_SET EXERCISE_.
Swap "outline every instance" for "trace each instance" wherever it occurs in the items below, and reproduce every line otherwise unchanged.

[start EXERCISE MATERIALS]

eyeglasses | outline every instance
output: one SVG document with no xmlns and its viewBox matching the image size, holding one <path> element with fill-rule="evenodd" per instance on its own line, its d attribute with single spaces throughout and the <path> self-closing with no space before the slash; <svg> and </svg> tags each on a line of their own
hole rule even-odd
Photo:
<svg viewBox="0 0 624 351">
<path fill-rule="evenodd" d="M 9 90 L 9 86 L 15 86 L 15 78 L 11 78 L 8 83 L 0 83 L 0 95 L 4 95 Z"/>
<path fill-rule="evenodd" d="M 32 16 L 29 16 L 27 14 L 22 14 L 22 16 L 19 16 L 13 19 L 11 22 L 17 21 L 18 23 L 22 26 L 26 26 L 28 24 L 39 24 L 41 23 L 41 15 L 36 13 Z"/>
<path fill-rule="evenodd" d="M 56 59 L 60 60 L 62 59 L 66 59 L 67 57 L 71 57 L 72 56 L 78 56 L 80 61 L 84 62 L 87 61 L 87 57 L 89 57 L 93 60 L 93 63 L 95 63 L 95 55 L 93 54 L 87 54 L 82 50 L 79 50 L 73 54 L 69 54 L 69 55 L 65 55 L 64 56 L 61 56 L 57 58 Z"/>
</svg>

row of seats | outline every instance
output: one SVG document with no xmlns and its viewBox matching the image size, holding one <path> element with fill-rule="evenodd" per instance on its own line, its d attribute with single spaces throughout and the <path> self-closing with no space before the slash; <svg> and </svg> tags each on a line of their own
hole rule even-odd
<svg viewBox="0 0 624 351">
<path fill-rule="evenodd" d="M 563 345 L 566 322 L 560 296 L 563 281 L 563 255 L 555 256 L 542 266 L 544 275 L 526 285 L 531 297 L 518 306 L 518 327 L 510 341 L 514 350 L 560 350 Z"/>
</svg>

[end EXERCISE MATERIALS]

_SOLUTION TO THIS TASK_.
eyeglasses | trace each instance
output: one SVG document with no xmlns and its viewBox matching the image size, holding one <path> element with fill-rule="evenodd" per instance on its own line, its d attribute with single spaces throughout and the <path> self-closing with no space before the slash; <svg> and </svg> tags each on a line of their own
hole rule even-odd
Photo:
<svg viewBox="0 0 624 351">
<path fill-rule="evenodd" d="M 9 90 L 9 86 L 15 86 L 15 78 L 11 78 L 8 83 L 0 83 L 0 95 L 4 95 Z"/>
<path fill-rule="evenodd" d="M 32 16 L 29 16 L 27 14 L 22 14 L 22 16 L 19 16 L 13 19 L 11 22 L 17 21 L 18 23 L 22 26 L 26 26 L 28 24 L 39 24 L 41 23 L 41 15 L 36 13 Z"/>
<path fill-rule="evenodd" d="M 56 59 L 60 60 L 62 59 L 66 59 L 67 57 L 71 57 L 72 56 L 78 56 L 80 61 L 84 62 L 87 61 L 87 57 L 89 57 L 93 60 L 93 63 L 95 63 L 95 55 L 93 54 L 87 54 L 82 50 L 79 50 L 73 54 L 69 54 L 69 55 L 65 55 L 64 56 L 61 56 L 57 58 Z"/>
</svg>

row of seats | trace each instance
output: one SVG document with no xmlns and its viewBox matching the image size, holding one <path> element with fill-rule="evenodd" per instance on its own line, its d attribute with single spaces throughout and the <path> self-closing with no space before the slash; <svg> and </svg> tags each on a line of their own
hole rule even-odd
<svg viewBox="0 0 624 351">
<path fill-rule="evenodd" d="M 563 345 L 566 322 L 560 296 L 563 281 L 563 255 L 555 256 L 542 266 L 544 275 L 526 285 L 531 297 L 518 306 L 518 327 L 510 341 L 514 350 L 560 350 Z"/>
</svg>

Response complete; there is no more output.